++++ EXCERPT ++++

Loss per share as reported     $  (.96)     $ (1.15)     $ (1.41)
Proforma                         (1.03)       (1.25)       (1.45)


NOTE N - EMPLOYEE BENEFIT PLANS

The Company maintains a defined contribution 401(k) plan that covers
substantially all employees. Contributions to the Plan may be made by the
Company (which are discretionary) or by plan participants through elective
salary reductions. No contributions were made to the plan by the Company during
the years ended December 31, 1998, 1997, and 1996.


NOTE O - MAJOR CUSTOMERS

The Company had one customer, the State of Michigan, which accounted for
approximately 29% of revenue in each of 1998 and 1997. Additionally, during
1998, the State of New York represented 12%.


NOTE P  - COMMITMENTS AND CONTINGENCIES

Legal Proceedings

The Company is involved in certain routine legal proceedings which are
incidental to its business. All of these proceedings arose in the ordinary
course of the Company's business and, in the opinion of the Company, any
potential liability of the Company with respect to these legal actions will not,
in the aggregate, be material to the Company's financial condition or
operations.

On or about October 29, 1998, the Securities and Exchange Commission ("SEC")
informed the Company that it is conducting a formal private investigation of the
accounting irregularities experienced by the Company in the fiscal years 1996
and 1997, This inquiry is ongoing, and the Company is cooperating with the SEC
and providing information as requested.


                                       35
   36
Year 2000

The Year 2000 issue relates to limitations in computer systems and applications
that may prevent proper recognition of the Year 2000. The potential effect of
the Year 2000 issue on the Company and its business partners will not be fully
determinable until the Year 2000 and thereafter. If Year 2000 modifications are
not properly completed either by the Company or entities with which the Company
conducts business, the revenues and financial condition could, be adversely
impacted.

++++ DATA ++++

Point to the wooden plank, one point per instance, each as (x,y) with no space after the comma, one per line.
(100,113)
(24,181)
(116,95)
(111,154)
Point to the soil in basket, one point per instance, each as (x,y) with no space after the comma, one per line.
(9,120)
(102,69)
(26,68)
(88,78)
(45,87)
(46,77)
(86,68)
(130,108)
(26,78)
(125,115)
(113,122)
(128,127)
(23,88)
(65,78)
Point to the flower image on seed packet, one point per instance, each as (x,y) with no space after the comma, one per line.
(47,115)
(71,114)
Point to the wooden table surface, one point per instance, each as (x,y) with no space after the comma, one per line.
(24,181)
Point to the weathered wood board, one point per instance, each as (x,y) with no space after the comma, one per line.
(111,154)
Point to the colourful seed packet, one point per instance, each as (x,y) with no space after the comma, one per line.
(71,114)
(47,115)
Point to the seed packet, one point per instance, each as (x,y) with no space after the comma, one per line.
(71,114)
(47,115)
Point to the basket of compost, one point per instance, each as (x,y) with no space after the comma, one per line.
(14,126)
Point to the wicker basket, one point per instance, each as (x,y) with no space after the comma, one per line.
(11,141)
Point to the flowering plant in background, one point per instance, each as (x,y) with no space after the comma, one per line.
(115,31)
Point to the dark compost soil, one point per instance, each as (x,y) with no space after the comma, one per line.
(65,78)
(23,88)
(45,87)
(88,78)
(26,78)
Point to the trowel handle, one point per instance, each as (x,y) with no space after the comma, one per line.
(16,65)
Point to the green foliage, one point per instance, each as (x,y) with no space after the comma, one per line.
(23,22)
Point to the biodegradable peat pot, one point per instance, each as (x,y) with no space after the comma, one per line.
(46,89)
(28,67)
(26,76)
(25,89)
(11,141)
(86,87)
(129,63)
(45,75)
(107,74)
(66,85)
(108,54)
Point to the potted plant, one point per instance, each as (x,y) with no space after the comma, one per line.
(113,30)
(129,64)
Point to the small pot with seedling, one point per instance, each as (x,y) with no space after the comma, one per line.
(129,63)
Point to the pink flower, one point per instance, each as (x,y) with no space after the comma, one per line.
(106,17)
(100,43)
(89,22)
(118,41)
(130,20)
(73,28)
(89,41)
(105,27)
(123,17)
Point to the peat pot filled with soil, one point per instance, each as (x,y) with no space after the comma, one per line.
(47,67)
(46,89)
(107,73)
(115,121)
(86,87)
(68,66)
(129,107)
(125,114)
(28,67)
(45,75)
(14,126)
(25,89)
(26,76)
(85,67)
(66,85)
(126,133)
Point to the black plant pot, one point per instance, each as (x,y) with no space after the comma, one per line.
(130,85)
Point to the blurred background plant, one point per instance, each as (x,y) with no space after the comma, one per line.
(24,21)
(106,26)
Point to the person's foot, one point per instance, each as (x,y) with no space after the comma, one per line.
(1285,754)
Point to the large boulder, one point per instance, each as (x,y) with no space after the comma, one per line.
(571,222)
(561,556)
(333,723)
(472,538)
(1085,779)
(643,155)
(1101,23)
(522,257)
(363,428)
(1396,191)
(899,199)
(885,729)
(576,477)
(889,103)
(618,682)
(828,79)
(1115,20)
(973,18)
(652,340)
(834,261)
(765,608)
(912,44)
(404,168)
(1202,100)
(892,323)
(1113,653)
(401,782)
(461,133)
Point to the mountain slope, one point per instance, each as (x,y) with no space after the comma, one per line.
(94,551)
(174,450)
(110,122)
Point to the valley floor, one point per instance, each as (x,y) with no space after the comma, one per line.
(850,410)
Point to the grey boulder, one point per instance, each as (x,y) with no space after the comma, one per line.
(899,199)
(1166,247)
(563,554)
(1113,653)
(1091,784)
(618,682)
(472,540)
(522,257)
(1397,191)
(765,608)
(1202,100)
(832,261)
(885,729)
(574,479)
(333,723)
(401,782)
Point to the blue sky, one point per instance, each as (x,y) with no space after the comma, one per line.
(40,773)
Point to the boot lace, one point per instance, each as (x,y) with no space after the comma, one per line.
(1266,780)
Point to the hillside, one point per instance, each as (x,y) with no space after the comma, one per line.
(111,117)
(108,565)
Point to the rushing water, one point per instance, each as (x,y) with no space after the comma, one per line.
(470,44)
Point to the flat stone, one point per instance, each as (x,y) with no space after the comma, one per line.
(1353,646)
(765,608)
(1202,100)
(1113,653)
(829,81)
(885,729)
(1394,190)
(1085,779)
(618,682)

++++

EXERCISE TASK >> Copy the financial notes from the words "The Company maintains" through "York represented 12%.", and swap "State of Michigan" for "State of Ohio". The material has no connection to the financial notes.

EXERCISE RESPONSE >>
The Company maintains a defined contribution 401(k) plan that covers
substantially all employees. Contributions to the Plan may be made by the
Company (which are discretionary) or by plan participants through elective
salary reductions. No contributions were made to the plan by the Company during
the years ended December 31, 1998, 1997, and 1996.


NOTE O - MAJOR CUSTOMERS

The Company had one customer, the State of Ohio, which accounted for
approximately 29% of revenue in each of 1998 and 1997. Additionally, during
1998, the State of New York represented 12%.